START Data for this exercise

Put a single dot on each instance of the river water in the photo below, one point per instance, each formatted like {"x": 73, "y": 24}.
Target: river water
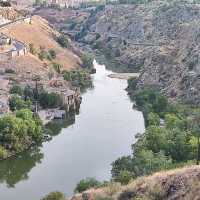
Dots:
{"x": 103, "y": 131}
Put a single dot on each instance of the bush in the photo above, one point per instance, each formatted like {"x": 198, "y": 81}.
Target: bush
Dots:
{"x": 16, "y": 103}
{"x": 87, "y": 61}
{"x": 50, "y": 100}
{"x": 57, "y": 67}
{"x": 19, "y": 132}
{"x": 78, "y": 78}
{"x": 32, "y": 49}
{"x": 86, "y": 184}
{"x": 54, "y": 196}
{"x": 113, "y": 188}
{"x": 3, "y": 152}
{"x": 63, "y": 41}
{"x": 124, "y": 177}
{"x": 10, "y": 71}
{"x": 52, "y": 53}
{"x": 16, "y": 89}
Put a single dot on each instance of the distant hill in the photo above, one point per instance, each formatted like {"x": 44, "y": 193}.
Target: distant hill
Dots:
{"x": 42, "y": 36}
{"x": 178, "y": 184}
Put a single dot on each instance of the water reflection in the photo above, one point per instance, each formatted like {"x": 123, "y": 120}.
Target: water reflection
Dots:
{"x": 17, "y": 168}
{"x": 54, "y": 127}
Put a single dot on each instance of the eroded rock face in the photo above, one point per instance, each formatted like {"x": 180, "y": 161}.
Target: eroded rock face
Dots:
{"x": 160, "y": 39}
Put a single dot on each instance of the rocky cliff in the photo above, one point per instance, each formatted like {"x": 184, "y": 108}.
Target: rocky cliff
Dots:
{"x": 179, "y": 184}
{"x": 160, "y": 39}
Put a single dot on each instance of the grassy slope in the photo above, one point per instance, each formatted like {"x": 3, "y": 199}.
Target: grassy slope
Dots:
{"x": 41, "y": 35}
{"x": 179, "y": 184}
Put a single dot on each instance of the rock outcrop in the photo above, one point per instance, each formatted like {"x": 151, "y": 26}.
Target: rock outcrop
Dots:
{"x": 178, "y": 184}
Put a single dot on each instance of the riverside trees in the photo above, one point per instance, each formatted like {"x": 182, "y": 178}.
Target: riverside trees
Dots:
{"x": 162, "y": 145}
{"x": 18, "y": 132}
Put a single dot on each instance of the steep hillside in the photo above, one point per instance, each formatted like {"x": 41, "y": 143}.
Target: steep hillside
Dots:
{"x": 42, "y": 36}
{"x": 160, "y": 39}
{"x": 9, "y": 13}
{"x": 179, "y": 184}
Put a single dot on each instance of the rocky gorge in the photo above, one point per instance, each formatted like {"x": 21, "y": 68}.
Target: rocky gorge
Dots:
{"x": 159, "y": 39}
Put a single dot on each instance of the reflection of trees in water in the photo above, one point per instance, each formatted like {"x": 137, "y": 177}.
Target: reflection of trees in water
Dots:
{"x": 54, "y": 127}
{"x": 17, "y": 168}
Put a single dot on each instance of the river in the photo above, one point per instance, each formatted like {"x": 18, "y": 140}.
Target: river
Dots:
{"x": 103, "y": 130}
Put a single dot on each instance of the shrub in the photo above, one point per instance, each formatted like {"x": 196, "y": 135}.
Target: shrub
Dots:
{"x": 10, "y": 71}
{"x": 16, "y": 103}
{"x": 87, "y": 183}
{"x": 57, "y": 67}
{"x": 113, "y": 188}
{"x": 50, "y": 100}
{"x": 32, "y": 49}
{"x": 3, "y": 152}
{"x": 78, "y": 78}
{"x": 54, "y": 196}
{"x": 52, "y": 53}
{"x": 16, "y": 89}
{"x": 87, "y": 61}
{"x": 124, "y": 177}
{"x": 63, "y": 41}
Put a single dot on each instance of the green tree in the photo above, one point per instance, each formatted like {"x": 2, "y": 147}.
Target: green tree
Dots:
{"x": 16, "y": 89}
{"x": 50, "y": 100}
{"x": 52, "y": 53}
{"x": 124, "y": 177}
{"x": 17, "y": 103}
{"x": 87, "y": 183}
{"x": 146, "y": 162}
{"x": 63, "y": 41}
{"x": 156, "y": 138}
{"x": 54, "y": 196}
{"x": 87, "y": 60}
{"x": 153, "y": 119}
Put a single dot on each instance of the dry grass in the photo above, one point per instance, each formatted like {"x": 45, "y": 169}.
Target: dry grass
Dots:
{"x": 179, "y": 184}
{"x": 41, "y": 34}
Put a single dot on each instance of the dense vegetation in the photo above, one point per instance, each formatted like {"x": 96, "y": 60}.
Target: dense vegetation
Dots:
{"x": 24, "y": 98}
{"x": 18, "y": 132}
{"x": 54, "y": 196}
{"x": 78, "y": 78}
{"x": 86, "y": 184}
{"x": 170, "y": 139}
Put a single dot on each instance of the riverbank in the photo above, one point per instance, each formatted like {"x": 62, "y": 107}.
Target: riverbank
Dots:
{"x": 124, "y": 76}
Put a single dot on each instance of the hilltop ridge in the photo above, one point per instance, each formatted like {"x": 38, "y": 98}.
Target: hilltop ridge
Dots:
{"x": 177, "y": 184}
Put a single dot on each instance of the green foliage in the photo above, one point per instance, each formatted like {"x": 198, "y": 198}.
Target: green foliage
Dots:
{"x": 28, "y": 93}
{"x": 54, "y": 196}
{"x": 52, "y": 53}
{"x": 78, "y": 78}
{"x": 17, "y": 103}
{"x": 159, "y": 147}
{"x": 87, "y": 61}
{"x": 50, "y": 100}
{"x": 87, "y": 183}
{"x": 10, "y": 71}
{"x": 121, "y": 164}
{"x": 63, "y": 41}
{"x": 57, "y": 67}
{"x": 16, "y": 89}
{"x": 124, "y": 177}
{"x": 18, "y": 132}
{"x": 132, "y": 83}
{"x": 146, "y": 162}
{"x": 153, "y": 119}
{"x": 3, "y": 152}
{"x": 32, "y": 49}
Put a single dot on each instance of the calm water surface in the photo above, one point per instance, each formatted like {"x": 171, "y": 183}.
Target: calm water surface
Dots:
{"x": 103, "y": 131}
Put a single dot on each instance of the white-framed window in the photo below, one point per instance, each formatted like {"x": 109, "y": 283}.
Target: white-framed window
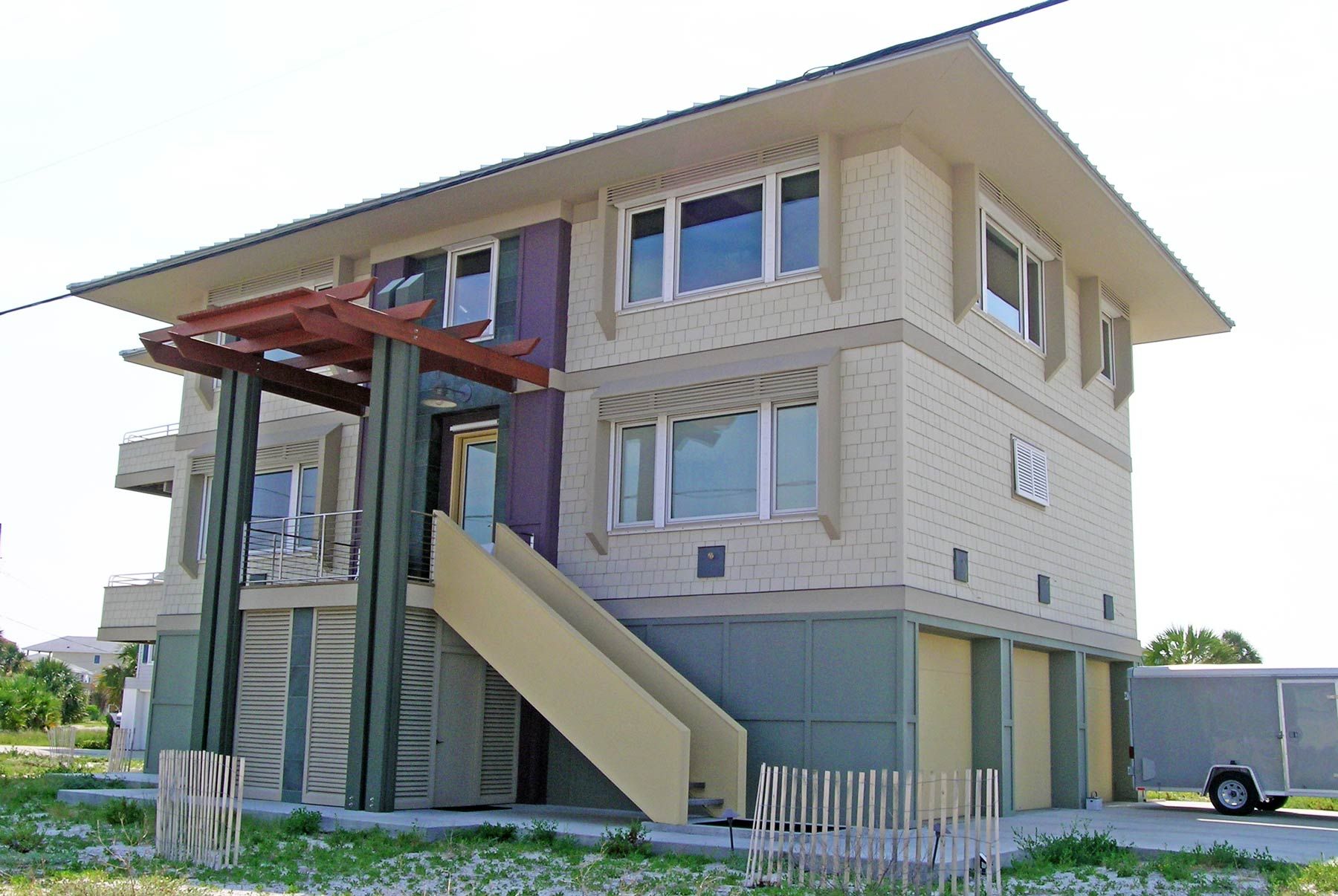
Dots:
{"x": 277, "y": 498}
{"x": 702, "y": 240}
{"x": 1107, "y": 347}
{"x": 1013, "y": 288}
{"x": 471, "y": 285}
{"x": 755, "y": 461}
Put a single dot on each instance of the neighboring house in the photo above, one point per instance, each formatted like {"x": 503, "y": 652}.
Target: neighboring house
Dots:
{"x": 86, "y": 655}
{"x": 819, "y": 389}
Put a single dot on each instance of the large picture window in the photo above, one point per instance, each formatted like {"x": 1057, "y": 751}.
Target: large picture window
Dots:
{"x": 759, "y": 461}
{"x": 695, "y": 244}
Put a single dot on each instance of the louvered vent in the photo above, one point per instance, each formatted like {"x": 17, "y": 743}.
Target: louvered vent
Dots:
{"x": 1030, "y": 473}
{"x": 418, "y": 680}
{"x": 719, "y": 169}
{"x": 274, "y": 458}
{"x": 501, "y": 738}
{"x": 332, "y": 684}
{"x": 1108, "y": 294}
{"x": 1015, "y": 212}
{"x": 317, "y": 274}
{"x": 791, "y": 386}
{"x": 262, "y": 698}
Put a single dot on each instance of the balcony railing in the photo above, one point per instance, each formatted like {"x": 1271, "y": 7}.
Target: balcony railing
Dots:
{"x": 150, "y": 432}
{"x": 324, "y": 548}
{"x": 125, "y": 580}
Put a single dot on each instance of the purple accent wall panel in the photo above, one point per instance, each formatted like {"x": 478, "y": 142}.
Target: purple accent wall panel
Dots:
{"x": 545, "y": 270}
{"x": 535, "y": 468}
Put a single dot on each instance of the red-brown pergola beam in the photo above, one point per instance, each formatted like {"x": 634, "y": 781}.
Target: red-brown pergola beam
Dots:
{"x": 262, "y": 309}
{"x": 274, "y": 371}
{"x": 441, "y": 344}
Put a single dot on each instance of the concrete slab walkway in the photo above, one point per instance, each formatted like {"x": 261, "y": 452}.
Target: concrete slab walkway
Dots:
{"x": 1291, "y": 835}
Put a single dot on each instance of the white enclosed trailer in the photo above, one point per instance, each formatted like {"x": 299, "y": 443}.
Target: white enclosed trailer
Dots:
{"x": 1246, "y": 736}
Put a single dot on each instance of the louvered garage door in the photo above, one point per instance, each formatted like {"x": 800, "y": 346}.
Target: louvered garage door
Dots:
{"x": 418, "y": 717}
{"x": 332, "y": 681}
{"x": 262, "y": 700}
{"x": 501, "y": 738}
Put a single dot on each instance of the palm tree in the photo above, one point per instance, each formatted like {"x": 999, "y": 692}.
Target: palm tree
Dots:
{"x": 1242, "y": 652}
{"x": 1177, "y": 646}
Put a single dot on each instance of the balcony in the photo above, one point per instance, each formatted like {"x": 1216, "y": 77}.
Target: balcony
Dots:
{"x": 147, "y": 461}
{"x": 130, "y": 606}
{"x": 324, "y": 548}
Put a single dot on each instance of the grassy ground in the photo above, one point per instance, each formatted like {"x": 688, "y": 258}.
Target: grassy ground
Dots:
{"x": 47, "y": 847}
{"x": 1328, "y": 804}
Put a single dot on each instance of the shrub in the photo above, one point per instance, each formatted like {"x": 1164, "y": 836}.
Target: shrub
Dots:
{"x": 541, "y": 832}
{"x": 123, "y": 812}
{"x": 495, "y": 832}
{"x": 26, "y": 702}
{"x": 22, "y": 837}
{"x": 1076, "y": 845}
{"x": 632, "y": 840}
{"x": 301, "y": 822}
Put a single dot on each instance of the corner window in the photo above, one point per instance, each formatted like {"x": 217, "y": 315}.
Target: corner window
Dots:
{"x": 471, "y": 287}
{"x": 1107, "y": 348}
{"x": 1013, "y": 290}
{"x": 755, "y": 461}
{"x": 751, "y": 232}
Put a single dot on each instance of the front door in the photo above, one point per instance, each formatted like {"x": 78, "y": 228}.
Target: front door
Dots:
{"x": 474, "y": 474}
{"x": 1310, "y": 735}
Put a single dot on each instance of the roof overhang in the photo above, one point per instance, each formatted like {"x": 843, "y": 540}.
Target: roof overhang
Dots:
{"x": 950, "y": 94}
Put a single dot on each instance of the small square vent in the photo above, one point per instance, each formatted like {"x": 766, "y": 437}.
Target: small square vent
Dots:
{"x": 1030, "y": 473}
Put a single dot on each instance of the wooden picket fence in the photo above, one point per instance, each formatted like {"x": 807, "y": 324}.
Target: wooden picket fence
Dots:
{"x": 122, "y": 738}
{"x": 200, "y": 807}
{"x": 928, "y": 832}
{"x": 62, "y": 741}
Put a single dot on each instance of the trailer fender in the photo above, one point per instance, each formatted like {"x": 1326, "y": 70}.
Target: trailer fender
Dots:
{"x": 1227, "y": 767}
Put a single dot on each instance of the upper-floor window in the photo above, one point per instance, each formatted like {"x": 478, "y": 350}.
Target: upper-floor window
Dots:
{"x": 755, "y": 461}
{"x": 471, "y": 285}
{"x": 1107, "y": 347}
{"x": 694, "y": 242}
{"x": 1013, "y": 289}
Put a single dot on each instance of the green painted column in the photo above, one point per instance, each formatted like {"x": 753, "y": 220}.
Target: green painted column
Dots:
{"x": 220, "y": 610}
{"x": 1120, "y": 760}
{"x": 383, "y": 563}
{"x": 908, "y": 695}
{"x": 1068, "y": 729}
{"x": 992, "y": 712}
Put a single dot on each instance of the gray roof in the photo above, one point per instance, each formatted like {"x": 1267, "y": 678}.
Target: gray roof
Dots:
{"x": 465, "y": 177}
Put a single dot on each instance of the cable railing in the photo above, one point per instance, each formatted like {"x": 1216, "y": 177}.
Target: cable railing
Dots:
{"x": 324, "y": 548}
{"x": 149, "y": 432}
{"x": 123, "y": 580}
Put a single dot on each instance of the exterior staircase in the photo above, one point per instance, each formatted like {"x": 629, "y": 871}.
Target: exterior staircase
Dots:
{"x": 645, "y": 727}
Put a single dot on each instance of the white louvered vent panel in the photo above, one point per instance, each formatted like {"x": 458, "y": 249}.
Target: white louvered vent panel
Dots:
{"x": 1030, "y": 473}
{"x": 791, "y": 386}
{"x": 501, "y": 738}
{"x": 332, "y": 685}
{"x": 262, "y": 695}
{"x": 317, "y": 274}
{"x": 1108, "y": 294}
{"x": 418, "y": 695}
{"x": 1016, "y": 212}
{"x": 743, "y": 163}
{"x": 276, "y": 458}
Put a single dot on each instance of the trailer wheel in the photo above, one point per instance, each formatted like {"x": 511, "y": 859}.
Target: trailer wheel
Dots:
{"x": 1232, "y": 793}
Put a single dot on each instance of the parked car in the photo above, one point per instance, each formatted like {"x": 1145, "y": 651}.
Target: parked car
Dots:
{"x": 1246, "y": 736}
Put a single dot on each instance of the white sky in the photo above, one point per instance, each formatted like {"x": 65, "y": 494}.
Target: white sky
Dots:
{"x": 1214, "y": 120}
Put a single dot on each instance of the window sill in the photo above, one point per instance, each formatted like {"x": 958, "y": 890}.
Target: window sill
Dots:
{"x": 1003, "y": 328}
{"x": 809, "y": 516}
{"x": 720, "y": 293}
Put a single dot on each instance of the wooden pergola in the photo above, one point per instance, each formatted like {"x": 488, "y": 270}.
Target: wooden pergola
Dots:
{"x": 327, "y": 331}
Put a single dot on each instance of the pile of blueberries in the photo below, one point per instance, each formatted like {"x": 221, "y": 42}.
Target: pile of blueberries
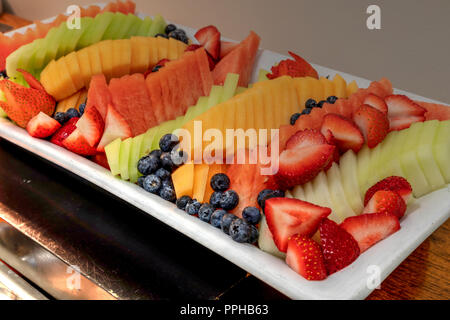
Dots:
{"x": 157, "y": 167}
{"x": 309, "y": 105}
{"x": 172, "y": 31}
{"x": 63, "y": 117}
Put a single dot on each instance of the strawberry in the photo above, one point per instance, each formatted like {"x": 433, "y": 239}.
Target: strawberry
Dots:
{"x": 115, "y": 127}
{"x": 342, "y": 132}
{"x": 91, "y": 125}
{"x": 226, "y": 47}
{"x": 387, "y": 202}
{"x": 305, "y": 138}
{"x": 298, "y": 67}
{"x": 370, "y": 228}
{"x": 375, "y": 101}
{"x": 286, "y": 217}
{"x": 400, "y": 123}
{"x": 373, "y": 124}
{"x": 402, "y": 106}
{"x": 64, "y": 132}
{"x": 394, "y": 183}
{"x": 42, "y": 126}
{"x": 77, "y": 143}
{"x": 305, "y": 257}
{"x": 300, "y": 165}
{"x": 23, "y": 103}
{"x": 209, "y": 38}
{"x": 338, "y": 246}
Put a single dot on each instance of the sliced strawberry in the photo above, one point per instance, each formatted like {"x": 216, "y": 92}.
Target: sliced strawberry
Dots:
{"x": 342, "y": 132}
{"x": 386, "y": 202}
{"x": 402, "y": 106}
{"x": 394, "y": 183}
{"x": 305, "y": 257}
{"x": 91, "y": 125}
{"x": 373, "y": 124}
{"x": 64, "y": 132}
{"x": 298, "y": 67}
{"x": 286, "y": 217}
{"x": 226, "y": 47}
{"x": 401, "y": 123}
{"x": 300, "y": 165}
{"x": 375, "y": 101}
{"x": 338, "y": 246}
{"x": 209, "y": 38}
{"x": 42, "y": 126}
{"x": 367, "y": 229}
{"x": 306, "y": 138}
{"x": 77, "y": 143}
{"x": 115, "y": 127}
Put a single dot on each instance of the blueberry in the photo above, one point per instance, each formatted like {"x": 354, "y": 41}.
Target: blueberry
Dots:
{"x": 72, "y": 113}
{"x": 141, "y": 181}
{"x": 166, "y": 162}
{"x": 152, "y": 184}
{"x": 310, "y": 103}
{"x": 205, "y": 212}
{"x": 216, "y": 218}
{"x": 193, "y": 207}
{"x": 262, "y": 195}
{"x": 81, "y": 108}
{"x": 163, "y": 174}
{"x": 332, "y": 99}
{"x": 254, "y": 234}
{"x": 179, "y": 157}
{"x": 240, "y": 231}
{"x": 321, "y": 103}
{"x": 157, "y": 153}
{"x": 251, "y": 215}
{"x": 294, "y": 118}
{"x": 170, "y": 28}
{"x": 168, "y": 142}
{"x": 220, "y": 182}
{"x": 229, "y": 200}
{"x": 227, "y": 219}
{"x": 61, "y": 117}
{"x": 168, "y": 193}
{"x": 183, "y": 202}
{"x": 306, "y": 111}
{"x": 215, "y": 199}
{"x": 148, "y": 165}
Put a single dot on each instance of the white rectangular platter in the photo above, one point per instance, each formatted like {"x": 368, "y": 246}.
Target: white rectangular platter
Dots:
{"x": 354, "y": 282}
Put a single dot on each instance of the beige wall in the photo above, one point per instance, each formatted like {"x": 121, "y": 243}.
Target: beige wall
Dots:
{"x": 412, "y": 49}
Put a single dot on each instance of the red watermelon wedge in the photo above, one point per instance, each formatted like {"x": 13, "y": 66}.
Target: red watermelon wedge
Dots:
{"x": 240, "y": 60}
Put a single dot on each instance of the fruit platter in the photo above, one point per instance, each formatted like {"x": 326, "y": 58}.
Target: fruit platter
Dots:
{"x": 317, "y": 182}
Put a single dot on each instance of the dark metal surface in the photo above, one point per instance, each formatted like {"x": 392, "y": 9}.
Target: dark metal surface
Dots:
{"x": 125, "y": 251}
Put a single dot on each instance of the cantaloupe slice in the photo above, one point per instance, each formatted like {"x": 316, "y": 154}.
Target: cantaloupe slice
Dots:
{"x": 183, "y": 180}
{"x": 200, "y": 181}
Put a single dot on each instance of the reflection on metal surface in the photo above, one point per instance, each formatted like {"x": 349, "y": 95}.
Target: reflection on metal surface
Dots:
{"x": 44, "y": 269}
{"x": 13, "y": 287}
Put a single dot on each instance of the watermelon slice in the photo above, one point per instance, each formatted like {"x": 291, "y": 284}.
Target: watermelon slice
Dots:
{"x": 435, "y": 111}
{"x": 240, "y": 60}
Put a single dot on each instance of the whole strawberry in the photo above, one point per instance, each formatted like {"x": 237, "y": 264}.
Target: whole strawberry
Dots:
{"x": 338, "y": 246}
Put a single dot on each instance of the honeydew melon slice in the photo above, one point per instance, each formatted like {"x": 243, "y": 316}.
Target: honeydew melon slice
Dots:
{"x": 112, "y": 151}
{"x": 441, "y": 149}
{"x": 425, "y": 155}
{"x": 124, "y": 158}
{"x": 348, "y": 166}
{"x": 338, "y": 198}
{"x": 157, "y": 26}
{"x": 134, "y": 157}
{"x": 409, "y": 160}
{"x": 265, "y": 240}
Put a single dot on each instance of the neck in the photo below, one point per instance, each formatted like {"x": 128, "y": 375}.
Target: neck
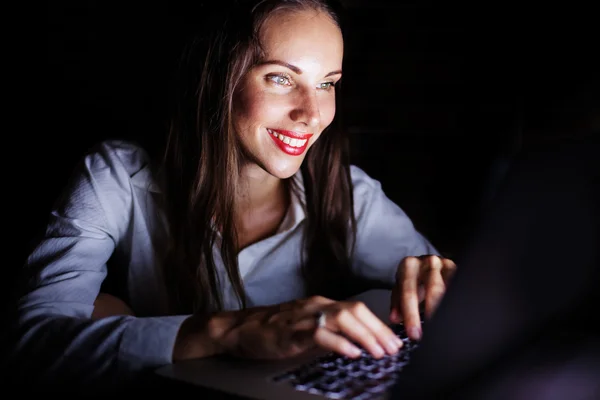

END Data for this exercise

### Work required
Restate word for word each line from the top of the listing down to and including the line that holds "Target: bush". Drop any pictures.

### Task answer
Put a single dot on each instance of the river water in the photo below, one point per instance, each formatted like {"x": 73, "y": 24}.
Target: river water
Dots:
{"x": 103, "y": 131}
Put a single dot on each instance of the bush in the photo above, one point per instance, each formatted like {"x": 198, "y": 81}.
Target: bush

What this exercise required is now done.